PROBLEM DETAILS -
Please pick out every line in the entries below that contains the string "grass", matching case exactly, and copy each one.

[Dataset rows]
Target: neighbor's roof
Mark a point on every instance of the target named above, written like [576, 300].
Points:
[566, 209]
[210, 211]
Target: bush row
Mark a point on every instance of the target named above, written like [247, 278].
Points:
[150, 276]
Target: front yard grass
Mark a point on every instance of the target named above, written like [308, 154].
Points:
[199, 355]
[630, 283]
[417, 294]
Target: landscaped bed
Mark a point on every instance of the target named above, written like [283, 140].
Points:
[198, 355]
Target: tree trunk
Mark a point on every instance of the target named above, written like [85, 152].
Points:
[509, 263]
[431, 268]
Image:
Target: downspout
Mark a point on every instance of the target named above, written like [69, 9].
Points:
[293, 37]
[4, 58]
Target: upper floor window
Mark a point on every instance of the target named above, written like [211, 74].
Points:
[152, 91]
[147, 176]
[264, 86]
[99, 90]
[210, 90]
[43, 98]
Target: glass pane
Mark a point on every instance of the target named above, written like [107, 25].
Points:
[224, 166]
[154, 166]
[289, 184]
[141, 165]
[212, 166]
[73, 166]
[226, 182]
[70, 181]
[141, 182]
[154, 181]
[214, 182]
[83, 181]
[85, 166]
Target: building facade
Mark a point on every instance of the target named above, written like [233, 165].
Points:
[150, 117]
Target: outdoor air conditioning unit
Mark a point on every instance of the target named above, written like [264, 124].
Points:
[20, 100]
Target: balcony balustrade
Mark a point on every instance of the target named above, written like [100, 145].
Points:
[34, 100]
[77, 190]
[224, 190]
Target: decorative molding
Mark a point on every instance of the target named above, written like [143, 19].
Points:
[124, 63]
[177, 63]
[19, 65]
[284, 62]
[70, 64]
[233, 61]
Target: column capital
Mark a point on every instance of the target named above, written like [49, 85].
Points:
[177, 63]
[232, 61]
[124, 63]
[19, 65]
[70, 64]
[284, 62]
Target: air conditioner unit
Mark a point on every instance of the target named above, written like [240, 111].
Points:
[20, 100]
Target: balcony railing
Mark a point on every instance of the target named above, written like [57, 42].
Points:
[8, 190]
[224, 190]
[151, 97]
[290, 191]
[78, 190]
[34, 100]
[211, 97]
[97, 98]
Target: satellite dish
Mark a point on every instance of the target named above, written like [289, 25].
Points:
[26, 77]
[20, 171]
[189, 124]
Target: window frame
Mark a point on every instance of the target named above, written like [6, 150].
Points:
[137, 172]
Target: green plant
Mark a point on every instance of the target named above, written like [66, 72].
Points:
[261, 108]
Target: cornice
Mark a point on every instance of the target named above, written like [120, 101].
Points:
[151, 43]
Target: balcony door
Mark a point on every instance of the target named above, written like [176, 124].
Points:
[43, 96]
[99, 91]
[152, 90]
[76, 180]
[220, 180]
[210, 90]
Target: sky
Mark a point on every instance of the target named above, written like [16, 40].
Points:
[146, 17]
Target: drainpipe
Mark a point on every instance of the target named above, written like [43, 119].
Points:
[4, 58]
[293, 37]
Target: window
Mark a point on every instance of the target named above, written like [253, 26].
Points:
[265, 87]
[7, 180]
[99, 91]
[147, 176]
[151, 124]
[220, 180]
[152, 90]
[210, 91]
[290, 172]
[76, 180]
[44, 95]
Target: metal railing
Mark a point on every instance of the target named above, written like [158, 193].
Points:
==
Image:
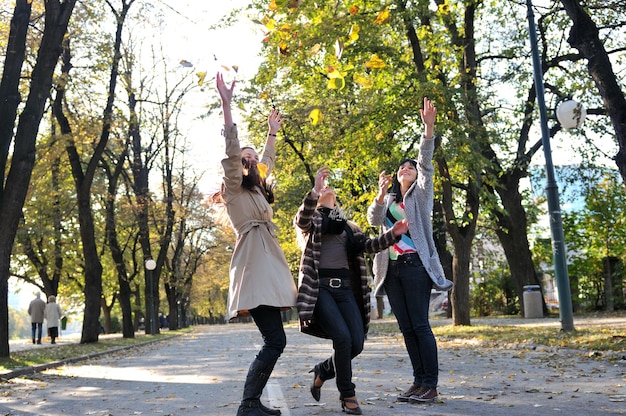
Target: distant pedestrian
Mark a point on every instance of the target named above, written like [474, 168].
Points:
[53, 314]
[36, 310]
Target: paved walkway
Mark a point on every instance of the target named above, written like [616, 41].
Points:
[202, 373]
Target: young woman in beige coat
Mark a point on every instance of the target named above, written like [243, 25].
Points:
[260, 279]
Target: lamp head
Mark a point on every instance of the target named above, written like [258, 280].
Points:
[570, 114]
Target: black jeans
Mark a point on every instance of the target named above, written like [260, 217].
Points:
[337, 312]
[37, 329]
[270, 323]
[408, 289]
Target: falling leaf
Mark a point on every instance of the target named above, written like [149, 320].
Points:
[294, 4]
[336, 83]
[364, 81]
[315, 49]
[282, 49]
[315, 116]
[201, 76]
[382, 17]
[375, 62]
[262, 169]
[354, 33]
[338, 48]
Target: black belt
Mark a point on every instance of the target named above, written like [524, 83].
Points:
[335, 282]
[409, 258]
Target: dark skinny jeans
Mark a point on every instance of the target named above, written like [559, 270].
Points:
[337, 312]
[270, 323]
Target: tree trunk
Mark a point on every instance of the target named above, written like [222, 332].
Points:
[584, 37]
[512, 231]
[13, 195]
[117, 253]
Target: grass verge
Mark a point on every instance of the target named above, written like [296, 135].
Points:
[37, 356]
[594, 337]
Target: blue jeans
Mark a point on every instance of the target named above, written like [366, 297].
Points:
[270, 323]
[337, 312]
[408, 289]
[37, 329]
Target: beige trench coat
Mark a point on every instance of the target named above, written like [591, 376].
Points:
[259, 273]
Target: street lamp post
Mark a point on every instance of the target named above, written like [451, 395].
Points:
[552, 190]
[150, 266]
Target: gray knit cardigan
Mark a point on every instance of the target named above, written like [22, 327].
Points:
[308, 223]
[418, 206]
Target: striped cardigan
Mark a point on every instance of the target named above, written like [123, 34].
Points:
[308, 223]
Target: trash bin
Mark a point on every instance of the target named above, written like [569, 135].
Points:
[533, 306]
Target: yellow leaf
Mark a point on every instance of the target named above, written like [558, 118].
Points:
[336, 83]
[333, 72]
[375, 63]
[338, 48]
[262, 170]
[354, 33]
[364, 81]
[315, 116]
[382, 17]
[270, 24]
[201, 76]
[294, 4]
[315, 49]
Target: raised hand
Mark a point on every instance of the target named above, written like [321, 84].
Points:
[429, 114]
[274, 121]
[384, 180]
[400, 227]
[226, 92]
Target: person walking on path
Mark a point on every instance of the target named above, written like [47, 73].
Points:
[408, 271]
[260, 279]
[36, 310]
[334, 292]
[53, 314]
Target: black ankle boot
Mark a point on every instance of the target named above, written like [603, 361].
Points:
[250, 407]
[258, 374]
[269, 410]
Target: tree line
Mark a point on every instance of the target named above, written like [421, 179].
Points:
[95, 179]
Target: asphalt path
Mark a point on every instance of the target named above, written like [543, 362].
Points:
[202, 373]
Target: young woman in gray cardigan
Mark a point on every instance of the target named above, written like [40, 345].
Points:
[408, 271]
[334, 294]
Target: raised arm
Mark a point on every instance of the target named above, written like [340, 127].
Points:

WORKED SOLUTION -
Target: front yard grass
Target: grass verge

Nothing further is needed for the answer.